**WORK INSTRUCTIONS**
Turn the lines of the material into a numbered list, starting with the line that contains "Report one point per instance of the green metal" and going on through the last line of the material, leaving out any blank lines.

** begin GIVEN RECORDS **

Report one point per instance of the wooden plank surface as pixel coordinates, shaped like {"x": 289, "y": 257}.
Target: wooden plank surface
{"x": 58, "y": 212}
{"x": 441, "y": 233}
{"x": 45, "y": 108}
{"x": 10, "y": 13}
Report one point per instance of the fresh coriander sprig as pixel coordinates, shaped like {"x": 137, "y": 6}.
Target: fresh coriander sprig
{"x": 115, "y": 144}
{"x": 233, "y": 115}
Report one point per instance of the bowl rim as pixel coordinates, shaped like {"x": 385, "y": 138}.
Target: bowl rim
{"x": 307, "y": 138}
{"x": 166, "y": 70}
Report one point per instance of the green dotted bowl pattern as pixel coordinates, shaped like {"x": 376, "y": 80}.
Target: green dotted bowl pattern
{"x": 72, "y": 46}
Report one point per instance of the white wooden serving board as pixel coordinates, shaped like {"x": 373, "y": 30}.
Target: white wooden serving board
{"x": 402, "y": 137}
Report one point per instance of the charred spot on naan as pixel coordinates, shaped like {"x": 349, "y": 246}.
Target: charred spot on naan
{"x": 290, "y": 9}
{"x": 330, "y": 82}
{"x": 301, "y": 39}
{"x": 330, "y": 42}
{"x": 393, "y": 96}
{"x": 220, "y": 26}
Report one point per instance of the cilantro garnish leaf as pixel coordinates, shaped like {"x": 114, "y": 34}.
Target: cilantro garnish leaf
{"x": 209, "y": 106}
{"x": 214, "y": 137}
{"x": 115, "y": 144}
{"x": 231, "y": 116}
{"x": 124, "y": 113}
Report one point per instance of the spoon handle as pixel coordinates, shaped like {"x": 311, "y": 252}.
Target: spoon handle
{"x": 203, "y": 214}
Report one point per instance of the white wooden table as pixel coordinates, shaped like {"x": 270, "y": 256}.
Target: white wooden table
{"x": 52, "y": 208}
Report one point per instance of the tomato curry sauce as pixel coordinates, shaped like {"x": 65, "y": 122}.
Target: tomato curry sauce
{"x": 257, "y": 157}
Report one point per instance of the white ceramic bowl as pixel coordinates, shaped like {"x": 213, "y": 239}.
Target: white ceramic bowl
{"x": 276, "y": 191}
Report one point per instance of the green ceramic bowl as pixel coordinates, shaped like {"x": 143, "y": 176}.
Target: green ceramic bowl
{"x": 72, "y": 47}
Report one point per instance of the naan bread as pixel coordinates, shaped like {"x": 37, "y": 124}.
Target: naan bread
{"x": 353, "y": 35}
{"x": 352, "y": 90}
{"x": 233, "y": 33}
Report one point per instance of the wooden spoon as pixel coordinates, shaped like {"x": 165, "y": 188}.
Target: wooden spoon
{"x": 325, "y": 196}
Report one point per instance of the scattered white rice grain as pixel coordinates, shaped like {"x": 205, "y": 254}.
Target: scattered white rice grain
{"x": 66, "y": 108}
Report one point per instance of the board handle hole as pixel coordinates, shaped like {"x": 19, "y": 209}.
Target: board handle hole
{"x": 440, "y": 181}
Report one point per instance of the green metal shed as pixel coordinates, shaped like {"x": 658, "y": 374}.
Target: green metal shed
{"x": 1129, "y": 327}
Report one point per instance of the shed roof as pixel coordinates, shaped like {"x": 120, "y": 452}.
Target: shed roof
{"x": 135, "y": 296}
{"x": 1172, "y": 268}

** end GIVEN RECORDS **

**SOLUTION TO THIS TASK**
1. Report one point per instance of the green metal shed as pixel coordinates, shaped like {"x": 658, "y": 374}.
2. Target: green metal shed
3. {"x": 1129, "y": 327}
4. Report one point per instance of the shed roof as pixel coordinates, shaped like {"x": 120, "y": 452}.
5. Target: shed roof
6. {"x": 135, "y": 296}
7. {"x": 1172, "y": 268}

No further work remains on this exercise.